# Scott Foil Frame



## biggunnz (May 27, 2013)

Hello I have a chance of picking up a new 2012 foil frame for a nice price. However I believe it's di2 and I want to run Sram force 22. I have read that these frames are either electronic or mechanical not and\or. Can anyone verify if this this the case? Thank you


----------



## smoo (Sep 20, 2007)

Yes, for the 2013 frames at least there are different mechanical and Di2 versions - I assume that the 2012 ones are the same. You would need to cut a big hole underneath the BB for the cable guide and also get hold of the plastic cable guide and mechanical cable stop inserts (which are available as a kit I believe). If you can find a professional willing to modify the frame (or are very confident yourself) it could be an option however.


----------



## zigmeister (Jan 26, 2012)

Scott Foil Premium and Foil 15 are Di2 specific.

All others are mechanic.


----------



## jsoares (Jan 13, 2012)

If the Foil frame is intended for Di2 cable routing, you can't run mechanical groups other way than odd adaptations.


----------



## mdalgic (Jun 1, 2014)

I have bought Scott Foil Premium 2013 frameset and I have just learned that I can not use it with mechanical shifting. I can not afford electronic shifting. What modifications should I do to the frame?


----------



## MMsRepBike (Apr 1, 2014)

mdalgic said:


> I have bought Scott Foil Premium 2013 frameset and I have just learned that I can not use it with mechanical shifting. I can not afford electronic shifting. What modifications should I do to the frame?

### BRIEF A
According to the Scott Foil frame thread, which Foil models are Di2 specific?
### BRIEF B
Repeat the passage of the Scott Foil frame thread from "If the Foil" up to and including "(Jun 1, 2014)".

### GIVEN MATERIAL

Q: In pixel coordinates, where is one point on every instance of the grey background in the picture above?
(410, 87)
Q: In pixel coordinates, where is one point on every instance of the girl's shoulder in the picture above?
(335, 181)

### PROBLEM SOLUTION A
The Scott Foil Premium and the Foil 15.

### PROBLEM SOLUTION B
If the Foil frame is intended for Di2 cable routing, you can't run mechanical groups other way than odd adaptations.


----------



## mdalgic (Jun 1, 2014)